▸ **PROBLEM DETAILS**: Pick out every line in the data below that holds "blue".

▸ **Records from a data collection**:
----------------------------------------

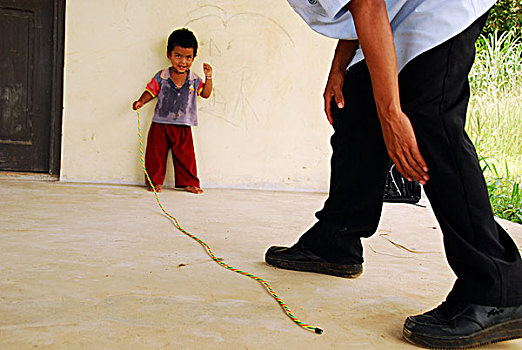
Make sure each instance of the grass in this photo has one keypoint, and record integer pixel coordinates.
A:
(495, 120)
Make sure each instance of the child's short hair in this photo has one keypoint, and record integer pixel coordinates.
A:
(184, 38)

----------------------------------------

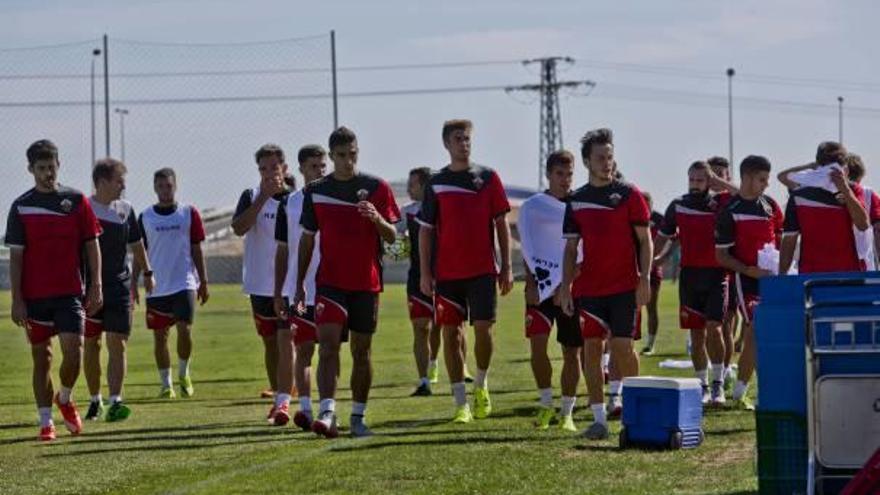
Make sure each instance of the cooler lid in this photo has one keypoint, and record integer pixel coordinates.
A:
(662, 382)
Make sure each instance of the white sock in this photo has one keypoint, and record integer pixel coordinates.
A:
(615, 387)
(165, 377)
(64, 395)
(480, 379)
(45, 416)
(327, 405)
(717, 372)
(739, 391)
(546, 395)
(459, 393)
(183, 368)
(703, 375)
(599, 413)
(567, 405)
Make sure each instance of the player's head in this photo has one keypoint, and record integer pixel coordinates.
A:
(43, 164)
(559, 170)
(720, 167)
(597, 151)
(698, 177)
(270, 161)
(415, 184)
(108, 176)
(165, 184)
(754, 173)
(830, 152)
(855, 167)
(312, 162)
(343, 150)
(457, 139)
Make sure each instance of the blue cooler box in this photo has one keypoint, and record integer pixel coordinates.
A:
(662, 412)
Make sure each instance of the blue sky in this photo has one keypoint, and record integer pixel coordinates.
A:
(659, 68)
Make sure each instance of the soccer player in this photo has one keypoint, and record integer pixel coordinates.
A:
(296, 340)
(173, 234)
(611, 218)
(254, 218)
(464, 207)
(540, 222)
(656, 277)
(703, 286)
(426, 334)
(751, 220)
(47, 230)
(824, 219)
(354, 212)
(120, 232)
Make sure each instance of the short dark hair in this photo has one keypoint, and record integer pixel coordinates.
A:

----------------------------------------

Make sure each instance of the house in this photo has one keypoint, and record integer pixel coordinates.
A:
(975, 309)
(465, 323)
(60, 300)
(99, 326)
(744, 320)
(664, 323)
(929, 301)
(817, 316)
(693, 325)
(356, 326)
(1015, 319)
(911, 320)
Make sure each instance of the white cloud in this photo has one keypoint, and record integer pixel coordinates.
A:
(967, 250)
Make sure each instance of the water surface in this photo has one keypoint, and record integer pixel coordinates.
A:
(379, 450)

----------------------------------------

▸ **RESPONSE TO THIS TASK**:
Make sure each instance of the blue cooler box in this photo has one keypoint, and record integer pixel coordinates.
Make sure each instance of the blue sky in this photo has one keypoint, and record integer pixel coordinates.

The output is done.